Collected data
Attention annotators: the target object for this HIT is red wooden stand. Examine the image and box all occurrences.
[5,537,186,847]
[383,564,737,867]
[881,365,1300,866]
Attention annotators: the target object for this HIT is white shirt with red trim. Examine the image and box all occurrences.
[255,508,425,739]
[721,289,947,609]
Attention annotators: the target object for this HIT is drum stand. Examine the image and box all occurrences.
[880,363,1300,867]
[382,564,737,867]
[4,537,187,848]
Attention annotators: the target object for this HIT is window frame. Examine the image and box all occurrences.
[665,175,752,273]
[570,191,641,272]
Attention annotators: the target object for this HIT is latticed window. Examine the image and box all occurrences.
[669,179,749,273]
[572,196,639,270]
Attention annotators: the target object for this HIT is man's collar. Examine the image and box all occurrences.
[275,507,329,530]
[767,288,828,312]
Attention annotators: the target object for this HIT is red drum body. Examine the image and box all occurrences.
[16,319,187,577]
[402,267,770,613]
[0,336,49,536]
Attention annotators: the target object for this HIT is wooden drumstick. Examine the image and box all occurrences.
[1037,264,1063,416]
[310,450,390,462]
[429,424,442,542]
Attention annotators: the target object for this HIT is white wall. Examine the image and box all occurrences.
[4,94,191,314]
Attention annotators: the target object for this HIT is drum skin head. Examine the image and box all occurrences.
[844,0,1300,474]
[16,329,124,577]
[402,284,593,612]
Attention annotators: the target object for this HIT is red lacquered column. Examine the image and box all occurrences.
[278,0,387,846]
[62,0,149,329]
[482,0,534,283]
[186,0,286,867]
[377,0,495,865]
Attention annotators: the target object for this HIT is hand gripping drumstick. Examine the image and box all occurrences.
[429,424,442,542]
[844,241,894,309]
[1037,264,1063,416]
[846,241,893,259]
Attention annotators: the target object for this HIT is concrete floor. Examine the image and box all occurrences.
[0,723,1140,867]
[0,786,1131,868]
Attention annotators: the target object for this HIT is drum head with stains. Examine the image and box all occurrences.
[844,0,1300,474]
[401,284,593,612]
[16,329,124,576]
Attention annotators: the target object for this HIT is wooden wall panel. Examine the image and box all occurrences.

- Assignment -
Give an exact copy of the lines from the one with "is wooden drumstick." through the end of the entries, both ends included.

- Task result -
Attention annotators: the target object for this HIT is wooden drumstick. Examine the image and box all occurrences.
[1037,264,1063,416]
[310,450,390,462]
[429,424,442,542]
Attention annotators: the target object for this HIT is white wall. Examine the image and box all occurrences.
[4,94,191,314]
Attention annotators: the target object for this HIT is drum skin head. Examine the image and box all occurrences.
[844,0,1300,474]
[16,329,124,577]
[402,284,593,612]
Attention annotators: the target object for this HIT is red lacquered column. Examine the image and box all occurrences.
[278,0,387,846]
[62,0,149,329]
[482,0,534,283]
[186,0,286,867]
[377,0,495,865]
Attention annotators: the target object for this HIT is hand gripping drumstick. Examine the image and box all occurrences.
[429,424,442,542]
[844,241,894,309]
[1037,264,1063,416]
[846,241,893,259]
Attention annotators: the target object for this HIT is concrete floor. Examine the image and box all occurrences.
[0,723,1140,867]
[0,786,1131,868]
Attention annotators: the target object for this HIT is drum head with stains. Examine the image and box all occurrences.
[844,0,1300,474]
[401,284,593,612]
[16,329,124,576]
Attention annotators: the target object for this HIT is wooden wall panel. Examine the image and box all occurrences.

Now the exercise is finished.